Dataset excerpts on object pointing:
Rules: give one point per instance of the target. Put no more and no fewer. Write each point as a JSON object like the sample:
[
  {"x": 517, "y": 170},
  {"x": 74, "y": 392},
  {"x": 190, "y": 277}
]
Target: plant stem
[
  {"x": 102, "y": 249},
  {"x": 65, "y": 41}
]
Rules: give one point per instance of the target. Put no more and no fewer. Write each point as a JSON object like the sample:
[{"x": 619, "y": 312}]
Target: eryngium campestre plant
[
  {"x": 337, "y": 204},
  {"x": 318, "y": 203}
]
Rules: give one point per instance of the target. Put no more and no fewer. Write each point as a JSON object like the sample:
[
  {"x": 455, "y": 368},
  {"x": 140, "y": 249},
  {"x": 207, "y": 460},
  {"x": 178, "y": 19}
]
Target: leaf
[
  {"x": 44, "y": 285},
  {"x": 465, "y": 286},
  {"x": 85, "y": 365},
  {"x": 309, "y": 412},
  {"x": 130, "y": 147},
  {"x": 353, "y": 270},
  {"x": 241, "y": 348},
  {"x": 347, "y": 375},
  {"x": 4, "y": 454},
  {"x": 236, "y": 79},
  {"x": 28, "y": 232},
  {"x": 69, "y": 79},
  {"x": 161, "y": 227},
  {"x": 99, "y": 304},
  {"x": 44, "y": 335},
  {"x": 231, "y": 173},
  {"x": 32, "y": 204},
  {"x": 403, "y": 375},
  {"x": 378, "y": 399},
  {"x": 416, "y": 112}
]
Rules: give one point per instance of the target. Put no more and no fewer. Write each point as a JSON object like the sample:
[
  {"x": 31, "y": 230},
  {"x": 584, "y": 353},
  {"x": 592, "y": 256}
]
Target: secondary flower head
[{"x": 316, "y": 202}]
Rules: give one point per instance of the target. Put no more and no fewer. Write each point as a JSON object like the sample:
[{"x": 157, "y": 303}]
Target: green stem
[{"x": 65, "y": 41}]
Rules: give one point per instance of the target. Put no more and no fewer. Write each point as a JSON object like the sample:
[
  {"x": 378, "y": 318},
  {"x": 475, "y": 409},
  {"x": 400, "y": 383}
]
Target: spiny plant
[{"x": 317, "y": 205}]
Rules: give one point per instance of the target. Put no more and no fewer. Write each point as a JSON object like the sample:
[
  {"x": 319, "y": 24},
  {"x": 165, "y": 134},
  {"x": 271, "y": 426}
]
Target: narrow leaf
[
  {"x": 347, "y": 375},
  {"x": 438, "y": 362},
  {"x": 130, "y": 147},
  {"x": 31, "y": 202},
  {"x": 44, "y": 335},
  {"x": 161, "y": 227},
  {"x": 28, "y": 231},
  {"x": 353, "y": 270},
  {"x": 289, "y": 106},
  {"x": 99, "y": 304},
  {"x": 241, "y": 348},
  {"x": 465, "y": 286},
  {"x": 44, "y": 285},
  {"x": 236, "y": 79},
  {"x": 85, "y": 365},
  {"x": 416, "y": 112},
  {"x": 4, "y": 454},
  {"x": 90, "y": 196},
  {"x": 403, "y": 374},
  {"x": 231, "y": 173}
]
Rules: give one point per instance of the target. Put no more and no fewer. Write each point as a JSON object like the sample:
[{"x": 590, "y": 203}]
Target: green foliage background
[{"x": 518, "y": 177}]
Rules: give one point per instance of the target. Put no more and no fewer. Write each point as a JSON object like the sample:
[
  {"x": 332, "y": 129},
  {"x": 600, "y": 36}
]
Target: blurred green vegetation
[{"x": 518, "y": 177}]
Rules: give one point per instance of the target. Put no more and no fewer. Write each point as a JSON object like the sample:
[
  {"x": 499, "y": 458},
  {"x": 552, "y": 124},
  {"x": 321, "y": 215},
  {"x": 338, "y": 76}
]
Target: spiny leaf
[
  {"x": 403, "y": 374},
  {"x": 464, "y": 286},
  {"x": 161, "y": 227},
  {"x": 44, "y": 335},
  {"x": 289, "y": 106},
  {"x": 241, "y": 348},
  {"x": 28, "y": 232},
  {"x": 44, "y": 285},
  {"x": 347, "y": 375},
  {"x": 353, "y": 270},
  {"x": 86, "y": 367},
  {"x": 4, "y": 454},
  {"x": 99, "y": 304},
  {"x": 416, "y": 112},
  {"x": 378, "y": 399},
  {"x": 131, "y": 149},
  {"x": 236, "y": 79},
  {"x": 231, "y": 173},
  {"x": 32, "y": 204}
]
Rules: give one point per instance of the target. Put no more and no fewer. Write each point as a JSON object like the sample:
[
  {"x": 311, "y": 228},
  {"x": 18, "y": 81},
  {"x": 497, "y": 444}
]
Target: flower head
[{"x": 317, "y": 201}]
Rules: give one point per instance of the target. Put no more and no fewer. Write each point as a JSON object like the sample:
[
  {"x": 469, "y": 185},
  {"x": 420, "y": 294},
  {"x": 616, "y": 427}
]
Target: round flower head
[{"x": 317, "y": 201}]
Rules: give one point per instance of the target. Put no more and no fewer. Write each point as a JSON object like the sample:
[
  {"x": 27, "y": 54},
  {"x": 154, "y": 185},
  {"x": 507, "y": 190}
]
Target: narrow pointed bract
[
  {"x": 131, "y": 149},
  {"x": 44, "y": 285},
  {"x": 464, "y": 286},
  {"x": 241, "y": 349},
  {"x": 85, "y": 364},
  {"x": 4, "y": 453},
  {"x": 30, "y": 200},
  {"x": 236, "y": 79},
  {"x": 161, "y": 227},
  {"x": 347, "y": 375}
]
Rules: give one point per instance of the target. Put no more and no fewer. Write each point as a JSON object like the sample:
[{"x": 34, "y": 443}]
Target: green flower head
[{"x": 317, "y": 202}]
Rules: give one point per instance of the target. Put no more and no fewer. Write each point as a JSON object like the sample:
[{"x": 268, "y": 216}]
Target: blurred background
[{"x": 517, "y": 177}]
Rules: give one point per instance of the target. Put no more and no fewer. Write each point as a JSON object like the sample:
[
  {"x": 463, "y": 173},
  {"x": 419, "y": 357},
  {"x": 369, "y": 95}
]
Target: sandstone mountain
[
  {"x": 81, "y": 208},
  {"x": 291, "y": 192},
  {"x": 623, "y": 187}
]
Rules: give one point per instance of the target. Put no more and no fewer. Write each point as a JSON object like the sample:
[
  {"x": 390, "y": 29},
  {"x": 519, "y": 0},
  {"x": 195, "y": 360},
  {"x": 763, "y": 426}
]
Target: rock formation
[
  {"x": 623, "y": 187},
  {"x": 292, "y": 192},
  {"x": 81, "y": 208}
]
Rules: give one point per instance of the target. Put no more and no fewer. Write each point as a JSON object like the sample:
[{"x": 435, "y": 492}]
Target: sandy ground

- [Task instructions]:
Restate each of the entries above verbatim.

- [Solution to this task]:
Rules: give one point per instance of the target. Put no more and no fewer. Write each point as a JSON object like the sample:
[
  {"x": 517, "y": 170},
  {"x": 74, "y": 392},
  {"x": 190, "y": 277}
]
Target: plant stem
[
  {"x": 102, "y": 249},
  {"x": 65, "y": 41}
]
Rules: give one point per instance of the target. Put no more and no fewer. Write each point as a JSON object like the sample:
[{"x": 619, "y": 312}]
Target: eryngium campestre plant
[
  {"x": 337, "y": 204},
  {"x": 318, "y": 203}
]
Rules: give one point per instance of the target. Put no more and no fewer. Write each point as a JSON object like the sample:
[
  {"x": 455, "y": 368},
  {"x": 140, "y": 249},
  {"x": 207, "y": 460},
  {"x": 178, "y": 19}
]
Target: leaf
[
  {"x": 44, "y": 285},
  {"x": 465, "y": 286},
  {"x": 85, "y": 365},
  {"x": 309, "y": 412},
  {"x": 130, "y": 147},
  {"x": 353, "y": 270},
  {"x": 241, "y": 348},
  {"x": 347, "y": 375},
  {"x": 4, "y": 454},
  {"x": 236, "y": 79},
  {"x": 28, "y": 232},
  {"x": 69, "y": 79},
  {"x": 161, "y": 227},
  {"x": 99, "y": 304},
  {"x": 44, "y": 335},
  {"x": 231, "y": 173},
  {"x": 32, "y": 204},
  {"x": 403, "y": 375},
  {"x": 378, "y": 399},
  {"x": 416, "y": 112}
]
Rules: give one point per instance of the target. Put no more and no fewer. Write each point as a JSON object like the sample:
[
  {"x": 31, "y": 230},
  {"x": 584, "y": 353},
  {"x": 592, "y": 256}
]
Target: secondary flower head
[{"x": 316, "y": 202}]
Rules: give one point per instance of the target. Put no more and no fewer. Write each point as a JSON object like the sample:
[{"x": 157, "y": 303}]
Target: green stem
[{"x": 65, "y": 41}]
Rules: give one point per instance of the target. Put no more and no fewer. Write each point as a JSON object like the sample:
[
  {"x": 378, "y": 318},
  {"x": 475, "y": 409},
  {"x": 400, "y": 383}
]
Target: spiny plant
[{"x": 317, "y": 205}]
Rules: give one point per instance of the target. Put no more and no fewer. Write each point as a JSON object like the sample:
[
  {"x": 319, "y": 24},
  {"x": 165, "y": 134},
  {"x": 271, "y": 426}
]
Target: narrow leaf
[
  {"x": 347, "y": 375},
  {"x": 438, "y": 362},
  {"x": 130, "y": 147},
  {"x": 31, "y": 202},
  {"x": 44, "y": 335},
  {"x": 161, "y": 227},
  {"x": 28, "y": 231},
  {"x": 353, "y": 270},
  {"x": 289, "y": 106},
  {"x": 99, "y": 304},
  {"x": 241, "y": 348},
  {"x": 465, "y": 286},
  {"x": 44, "y": 285},
  {"x": 236, "y": 79},
  {"x": 85, "y": 365},
  {"x": 416, "y": 112},
  {"x": 4, "y": 454},
  {"x": 90, "y": 196},
  {"x": 403, "y": 374},
  {"x": 231, "y": 173}
]
Rules: give one point per instance of the target. Put no more and no fewer. Write each point as a JSON object like the sample:
[{"x": 590, "y": 203}]
Target: green foliage background
[{"x": 518, "y": 177}]
Rules: give one point per instance of the target. Put no more and no fewer. Write each point as a JSON object like the sample:
[
  {"x": 332, "y": 129},
  {"x": 600, "y": 36}
]
Target: blurred green vegetation
[{"x": 518, "y": 177}]
Rules: give one point per instance of the target. Put no more and no fewer. Write each point as a JSON object like the sample:
[
  {"x": 499, "y": 458},
  {"x": 552, "y": 124},
  {"x": 321, "y": 215},
  {"x": 338, "y": 76}
]
Target: spiny leaf
[
  {"x": 403, "y": 374},
  {"x": 464, "y": 286},
  {"x": 161, "y": 227},
  {"x": 44, "y": 335},
  {"x": 289, "y": 106},
  {"x": 241, "y": 348},
  {"x": 28, "y": 232},
  {"x": 44, "y": 285},
  {"x": 347, "y": 375},
  {"x": 353, "y": 270},
  {"x": 86, "y": 367},
  {"x": 4, "y": 454},
  {"x": 99, "y": 304},
  {"x": 416, "y": 112},
  {"x": 378, "y": 399},
  {"x": 131, "y": 149},
  {"x": 236, "y": 79},
  {"x": 231, "y": 173},
  {"x": 32, "y": 204}
]
Rules: give one point per instance of the target. Put no more and no fewer. Write each point as a JSON object like the sample:
[
  {"x": 311, "y": 228},
  {"x": 18, "y": 81},
  {"x": 497, "y": 444}
]
Target: flower head
[{"x": 317, "y": 201}]
Rules: give one point per instance of the target. Put no more and no fewer. Write each point as a JSON object like the sample:
[
  {"x": 469, "y": 185},
  {"x": 420, "y": 294},
  {"x": 616, "y": 427}
]
Target: round flower head
[{"x": 317, "y": 201}]
Rules: give one point per instance of the target. Put no more and no fewer. Write each point as a JSON object like the sample:
[
  {"x": 27, "y": 54},
  {"x": 154, "y": 185},
  {"x": 507, "y": 190}
]
Target: narrow pointed bract
[
  {"x": 131, "y": 149},
  {"x": 44, "y": 285},
  {"x": 464, "y": 286},
  {"x": 241, "y": 349},
  {"x": 85, "y": 364},
  {"x": 4, "y": 453},
  {"x": 30, "y": 200},
  {"x": 236, "y": 79},
  {"x": 161, "y": 227},
  {"x": 347, "y": 375}
]
Rules: give one point per instance of the target. Put no more and no fewer. Write each point as a JSON object like the sample:
[{"x": 34, "y": 443}]
Target: green flower head
[{"x": 317, "y": 202}]
Rules: give one point per instance of the target. Put no more and no fewer. Write each point as a JSON object like the sample:
[{"x": 268, "y": 216}]
Target: blurred background
[{"x": 517, "y": 177}]
Rules: give one point per instance of the target. Put no more and no fewer. Write each point as a JSON object like the sample:
[
  {"x": 463, "y": 173},
  {"x": 419, "y": 357},
  {"x": 369, "y": 95}
]
Target: sandstone mountain
[
  {"x": 81, "y": 208},
  {"x": 291, "y": 192},
  {"x": 623, "y": 187}
]
Rules: give one point per instance of the target. Put no more and no fewer. Write each point as a JSON object like the sample:
[
  {"x": 390, "y": 29},
  {"x": 519, "y": 0},
  {"x": 195, "y": 360},
  {"x": 763, "y": 426}
]
Target: rock formation
[
  {"x": 623, "y": 187},
  {"x": 292, "y": 192},
  {"x": 81, "y": 208}
]
Rules: give one point per instance of the target. Put no more and no fewer. Write each point as a JSON object like the sample:
[{"x": 435, "y": 492}]
Target: sandy ground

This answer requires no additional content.